--- START Source document ---

R/functions.R

Defines functions compare.lm pairwise.chisq.test lon.lat.osm ztrans sens.spec KInormal_u KInormal_a KIbinomial_u KIbinomial_a kenngroessen freqTable

Documented in compare.lm freqTable kenngroessen KIbinomial_a KIbinomial_u KInormal_a KInormal_u lon.lat.osm pairwise.chisq.test sens.spec ztrans

####################################################
# In order to let roxygen2() create all man pages, #
# you must run the following command:              #
#       roxygen2::roxygenise()                     #
####################################################


#' create a frequency table
#'
#' returns a frequency table with absolute and relative frequencies and cumulated frequencies
#' @param werte factor with obeserved data
#'
#' @return dataframe table
#'
#' @examples
#' x <- ceiling(stats::rnorm(20))
#' freqTable(x)
#'
#' @export
#---------------------------------------------------------------
freqTable <- function(werte){
  x <- table(werte)
  tabelle <- data.frame(x)
  tabelle$freqcum <- cumsum(x)
  tabelle$relfreq <- round(x/length(werte)*100,2)
  tabelle$relcum  <- cumsum(round(x/length(werte)*100,2))
  colnames(tabelle) <- c("Wert", "Haeufig", "Hkum", "Relativ", "Rkum")
  #tabelle$Wert <- as.numeric(as.vector(tabelle$Wert))
  return(tabelle)
}
#---------------------------------------------------------------


#' create a tibble with kenngroessen
#'
#' returns a tibble with all kenngroessen
#' @param werte numeric vector
#'
#' @return tibble with all kenngroessen
#'
#' @import statip
#' @importFrom stats IQR median qnorm qt quantile sd var
#' @examples
#' x <- ceiling(stats::rnorm(20))
#' kenngroessen(x)
#'
#' @export
#---------------------------------------------------------------
kenngroessen <- function(werte){
  bla <- data.frame(0)
  bla$modus=paste(as.character(statip::mfv(werte)), collapse="|")
  bla$mean=mean(werte, na.rm=T)
  bla$median=median(werte, na.rm=T)
  bla$p25=quantile(werte,0.25,type=6)
  bla$p75=quantile(werte,0.75,type=6)
  bla$iqr=IQR(werte,type=6)
  bla$sd=sd(werte, na.rm=T)
  bla$var=var(werte, na.rm=T)
  bla$VK= (sd(werte, na.rm=T)/mean(werte,na.rm=T))
  return(bla[-1])
}
#---------------------------------------------------------------




#' compute confidence intervall  for binomial proportions
#'
#' returns borders and length of confidence intervall for binomial proportions
#' @param p proportion obeserved
#'
#' @param n number of observations
#'
#' @param alpha error niveau
#'
#' @return confidence intervall
#'
#' @examples
#' KIbinomial_a(0.35, 150, 0.05)
#'
#' @export
#---------------------------------------------------------------
KIbinomial_a <- function(p, n, alpha){
  fehler <- qnorm(1-alpha/2)*sqrt(p*(1-p)/n)
  x <- c(paste(1-alpha, "KI untere Grenze"),
         paste(1-alpha, "KI obere Grenze"),
         paste(1-alpha, "KI Laenge"))

--- END Source document ---
--- START Records ---

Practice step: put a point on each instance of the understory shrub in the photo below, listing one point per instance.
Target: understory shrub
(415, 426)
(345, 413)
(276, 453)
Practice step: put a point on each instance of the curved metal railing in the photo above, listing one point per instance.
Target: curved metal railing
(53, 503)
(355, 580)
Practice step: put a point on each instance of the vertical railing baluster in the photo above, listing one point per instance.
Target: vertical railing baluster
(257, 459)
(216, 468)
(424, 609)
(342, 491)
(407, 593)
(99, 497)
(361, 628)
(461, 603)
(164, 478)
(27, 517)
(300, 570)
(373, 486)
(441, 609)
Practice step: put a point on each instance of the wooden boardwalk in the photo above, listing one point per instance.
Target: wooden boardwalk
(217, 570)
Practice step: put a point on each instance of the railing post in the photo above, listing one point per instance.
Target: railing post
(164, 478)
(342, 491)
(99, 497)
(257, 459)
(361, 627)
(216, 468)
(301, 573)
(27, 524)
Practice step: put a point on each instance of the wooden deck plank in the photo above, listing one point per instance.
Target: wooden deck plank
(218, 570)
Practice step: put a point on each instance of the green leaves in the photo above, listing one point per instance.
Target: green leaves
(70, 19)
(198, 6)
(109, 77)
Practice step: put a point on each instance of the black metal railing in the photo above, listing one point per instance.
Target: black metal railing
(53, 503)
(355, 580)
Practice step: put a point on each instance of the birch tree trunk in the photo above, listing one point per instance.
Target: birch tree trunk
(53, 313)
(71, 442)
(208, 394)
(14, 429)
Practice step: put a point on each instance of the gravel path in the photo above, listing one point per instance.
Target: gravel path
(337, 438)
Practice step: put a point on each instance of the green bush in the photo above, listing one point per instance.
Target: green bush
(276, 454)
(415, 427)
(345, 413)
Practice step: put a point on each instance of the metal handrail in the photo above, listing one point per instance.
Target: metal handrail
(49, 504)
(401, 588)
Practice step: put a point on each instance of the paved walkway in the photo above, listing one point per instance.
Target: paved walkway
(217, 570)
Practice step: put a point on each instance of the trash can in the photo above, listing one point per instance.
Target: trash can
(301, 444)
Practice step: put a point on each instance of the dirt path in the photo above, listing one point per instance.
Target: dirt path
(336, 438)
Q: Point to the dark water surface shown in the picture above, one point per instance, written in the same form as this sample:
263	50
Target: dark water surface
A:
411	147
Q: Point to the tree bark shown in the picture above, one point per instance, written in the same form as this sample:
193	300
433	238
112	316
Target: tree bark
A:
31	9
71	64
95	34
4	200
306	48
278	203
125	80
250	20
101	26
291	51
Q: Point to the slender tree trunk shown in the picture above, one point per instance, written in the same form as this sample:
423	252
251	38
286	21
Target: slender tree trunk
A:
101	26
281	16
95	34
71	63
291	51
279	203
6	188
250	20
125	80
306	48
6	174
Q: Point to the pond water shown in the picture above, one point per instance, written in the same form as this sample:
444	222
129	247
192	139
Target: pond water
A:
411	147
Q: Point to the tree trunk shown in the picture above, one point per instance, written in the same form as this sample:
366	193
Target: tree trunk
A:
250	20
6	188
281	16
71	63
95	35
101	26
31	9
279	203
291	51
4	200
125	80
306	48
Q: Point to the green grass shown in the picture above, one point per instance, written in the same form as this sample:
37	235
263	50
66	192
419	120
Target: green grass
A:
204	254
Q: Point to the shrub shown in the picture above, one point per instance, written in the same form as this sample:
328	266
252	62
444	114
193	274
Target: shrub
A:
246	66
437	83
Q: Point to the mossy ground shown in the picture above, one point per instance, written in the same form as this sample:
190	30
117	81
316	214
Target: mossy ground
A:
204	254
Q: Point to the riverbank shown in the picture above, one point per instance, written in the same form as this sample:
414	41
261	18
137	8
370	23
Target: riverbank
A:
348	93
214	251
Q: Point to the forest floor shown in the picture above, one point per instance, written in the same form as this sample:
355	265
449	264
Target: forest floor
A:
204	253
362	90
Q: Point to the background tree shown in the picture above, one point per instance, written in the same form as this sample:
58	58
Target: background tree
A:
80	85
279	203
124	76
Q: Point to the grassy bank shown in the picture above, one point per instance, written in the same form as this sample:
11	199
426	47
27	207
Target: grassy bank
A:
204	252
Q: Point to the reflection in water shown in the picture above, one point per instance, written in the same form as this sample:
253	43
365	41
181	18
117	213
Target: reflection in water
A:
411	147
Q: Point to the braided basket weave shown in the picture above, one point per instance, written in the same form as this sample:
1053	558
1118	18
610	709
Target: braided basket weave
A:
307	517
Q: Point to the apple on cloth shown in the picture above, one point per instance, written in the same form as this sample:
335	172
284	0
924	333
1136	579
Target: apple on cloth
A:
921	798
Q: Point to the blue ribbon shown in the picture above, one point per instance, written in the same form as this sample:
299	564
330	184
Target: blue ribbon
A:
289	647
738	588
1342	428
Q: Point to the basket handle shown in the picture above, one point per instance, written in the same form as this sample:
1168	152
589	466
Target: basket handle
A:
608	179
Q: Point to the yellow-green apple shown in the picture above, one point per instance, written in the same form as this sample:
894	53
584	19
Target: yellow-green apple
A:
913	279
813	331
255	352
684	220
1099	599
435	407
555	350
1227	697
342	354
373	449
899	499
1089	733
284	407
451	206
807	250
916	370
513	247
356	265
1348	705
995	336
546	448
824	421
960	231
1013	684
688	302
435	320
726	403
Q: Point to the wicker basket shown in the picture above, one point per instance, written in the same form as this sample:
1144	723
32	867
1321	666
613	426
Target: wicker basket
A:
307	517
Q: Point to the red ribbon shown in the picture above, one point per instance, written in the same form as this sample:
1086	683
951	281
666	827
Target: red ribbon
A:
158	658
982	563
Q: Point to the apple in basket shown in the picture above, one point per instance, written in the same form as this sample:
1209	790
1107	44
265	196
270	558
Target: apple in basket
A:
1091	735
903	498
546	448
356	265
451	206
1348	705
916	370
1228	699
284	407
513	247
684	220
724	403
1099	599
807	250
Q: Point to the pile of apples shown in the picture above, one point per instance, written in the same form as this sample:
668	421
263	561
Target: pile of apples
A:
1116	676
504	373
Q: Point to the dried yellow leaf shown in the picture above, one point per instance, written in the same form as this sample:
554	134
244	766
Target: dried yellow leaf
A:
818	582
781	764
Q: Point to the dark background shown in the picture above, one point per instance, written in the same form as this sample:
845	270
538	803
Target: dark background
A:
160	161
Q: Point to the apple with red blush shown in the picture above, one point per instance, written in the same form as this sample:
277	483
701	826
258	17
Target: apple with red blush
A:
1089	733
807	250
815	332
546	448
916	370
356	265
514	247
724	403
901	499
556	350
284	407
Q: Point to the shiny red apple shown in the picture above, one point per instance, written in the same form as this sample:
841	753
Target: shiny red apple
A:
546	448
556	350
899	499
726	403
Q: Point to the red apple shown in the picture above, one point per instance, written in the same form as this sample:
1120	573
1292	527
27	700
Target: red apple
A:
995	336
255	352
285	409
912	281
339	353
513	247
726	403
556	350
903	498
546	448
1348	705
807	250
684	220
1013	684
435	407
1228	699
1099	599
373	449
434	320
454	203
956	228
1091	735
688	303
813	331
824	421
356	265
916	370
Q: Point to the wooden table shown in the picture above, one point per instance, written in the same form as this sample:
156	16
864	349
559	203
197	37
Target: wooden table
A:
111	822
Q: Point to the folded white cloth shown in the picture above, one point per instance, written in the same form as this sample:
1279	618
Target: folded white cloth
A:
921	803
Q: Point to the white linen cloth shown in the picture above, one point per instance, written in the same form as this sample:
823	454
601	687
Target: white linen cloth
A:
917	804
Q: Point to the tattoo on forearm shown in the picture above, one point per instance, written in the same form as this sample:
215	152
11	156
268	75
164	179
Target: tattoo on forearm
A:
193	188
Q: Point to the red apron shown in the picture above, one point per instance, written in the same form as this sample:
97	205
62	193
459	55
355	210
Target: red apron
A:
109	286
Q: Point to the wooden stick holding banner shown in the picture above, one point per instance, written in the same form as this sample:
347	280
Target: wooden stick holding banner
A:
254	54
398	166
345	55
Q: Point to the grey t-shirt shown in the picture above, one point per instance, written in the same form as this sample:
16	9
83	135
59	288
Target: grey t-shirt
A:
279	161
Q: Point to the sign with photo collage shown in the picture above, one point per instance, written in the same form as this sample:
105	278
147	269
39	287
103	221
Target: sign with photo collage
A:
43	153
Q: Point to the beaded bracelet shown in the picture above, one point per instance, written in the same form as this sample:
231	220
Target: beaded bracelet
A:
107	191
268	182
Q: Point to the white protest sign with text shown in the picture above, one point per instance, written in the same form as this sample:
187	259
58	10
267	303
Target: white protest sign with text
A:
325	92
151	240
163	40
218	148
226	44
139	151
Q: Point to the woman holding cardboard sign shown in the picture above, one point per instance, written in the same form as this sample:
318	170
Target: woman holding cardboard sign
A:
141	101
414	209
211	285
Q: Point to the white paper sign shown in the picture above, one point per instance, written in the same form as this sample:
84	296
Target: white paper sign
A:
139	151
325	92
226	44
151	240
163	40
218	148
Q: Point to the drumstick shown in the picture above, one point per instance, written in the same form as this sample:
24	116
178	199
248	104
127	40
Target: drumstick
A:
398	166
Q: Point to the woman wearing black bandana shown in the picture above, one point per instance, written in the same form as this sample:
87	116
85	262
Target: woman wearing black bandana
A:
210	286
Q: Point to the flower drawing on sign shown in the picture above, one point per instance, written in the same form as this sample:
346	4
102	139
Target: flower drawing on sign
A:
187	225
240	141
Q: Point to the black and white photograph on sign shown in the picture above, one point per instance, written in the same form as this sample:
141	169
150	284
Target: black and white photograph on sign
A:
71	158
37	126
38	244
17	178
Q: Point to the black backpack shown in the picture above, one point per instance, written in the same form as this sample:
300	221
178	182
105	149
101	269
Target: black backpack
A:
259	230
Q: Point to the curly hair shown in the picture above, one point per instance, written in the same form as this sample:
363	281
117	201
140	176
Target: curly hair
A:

--- END Records ---

▶ _Problems and tasks_
(a) According to the R source file, what command must be run so that roxygen2 creates all the man pages?
(b) Pick up the R source file at the point where it stops, and continue the code from there.
The lines that come after the R source file have no connection to it.

▶ _In response_
(a) roxygen2::roxygenise()

(b)
  y <- c(p-fehler, p+fehler, 2*fehler)
  KI <- data.frame(x,y)
  return(KI)
}
#---------------------------------------------------------------


#' compute confidence intervall for difference of binomial proportions
#'
#' returns borders and length of confidence intervall for difference of binomial proportions
#' @param p1 proportion obeserved in group 1
#'
#' @param p2 proportion obeserved in group 2
#'
#' @param n1 number of observations in group 1
#'
#' @param n2 number of observations in group 2
#'
#' @param alpha error niveau
#'
#' @return confidence intervall
#'
#' @examples
#' KIbinomial_u(0.25, 100, 0.4, 150, 0.05)
#'
#' @export
#---------------------------------------------------------------
KIbinomial_u <- function(p1, n1, p2, n2, alpha){
  d <- p2-p1
  fehler <- qnorm(1-alpha/2)*sqrt(p1*(1-p1)/n1 + p2*(1-p2)/n2)
  x <- c("Differenz der Anteile",
         paste(1-alpha, "KI untere Grenze"),
         paste(1-alpha, "KI obere Grenze"),
         paste(1-alpha, "KI Laenge"))
  y <- c(d, d-fehler, d+fehler, 2*fehler)
  KI <- data.frame(x,y)
  return(KI)
  }
#---------------------------------------------------------------


#' compute confidence intervall  for mean of normal distributed data
#'
#' returns borders and length of confidence intervall for mean of normal distributed data
#' @param xquer mean of obeserved data
#'
#' @param s standard deviation of observed data
#'
#' @param n number of observations
#'
#' @param alpha error niveau
#'
#' @return confidence intervall
#'
#' @examples
#' KInormal_a(400, 20, 100, 0.05)
#'
#' @export
#---------------------------------------------------------------
KInormal_a <- function(xquer, s, n, alpha){
  fehler <- qt(1-alpha/2, df=n-1)*s/sqrt(n)
  x <- c(paste(1-alpha, "KI untere Grenze"),
         paste(1-alpha, "KI obere Grenze"),
         paste(1-alpha, "KI Laenge"))
  y <- c(xquer-fehler, xquer+fehler, 2*fehler)
  KI <- data.frame(x,y)
  return(KI)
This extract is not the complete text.